### Exercise brief
Copy out every one of the entries below word for word, keeping each line unchanged.

### Supplied data
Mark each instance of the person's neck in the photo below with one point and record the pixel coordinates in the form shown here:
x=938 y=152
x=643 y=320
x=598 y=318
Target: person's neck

### Exercise solution
Mark each instance of the person's neck in the photo below with one point and record the pixel coordinates in the form shown here:
x=938 y=152
x=643 y=320
x=598 y=318
Target: person's neck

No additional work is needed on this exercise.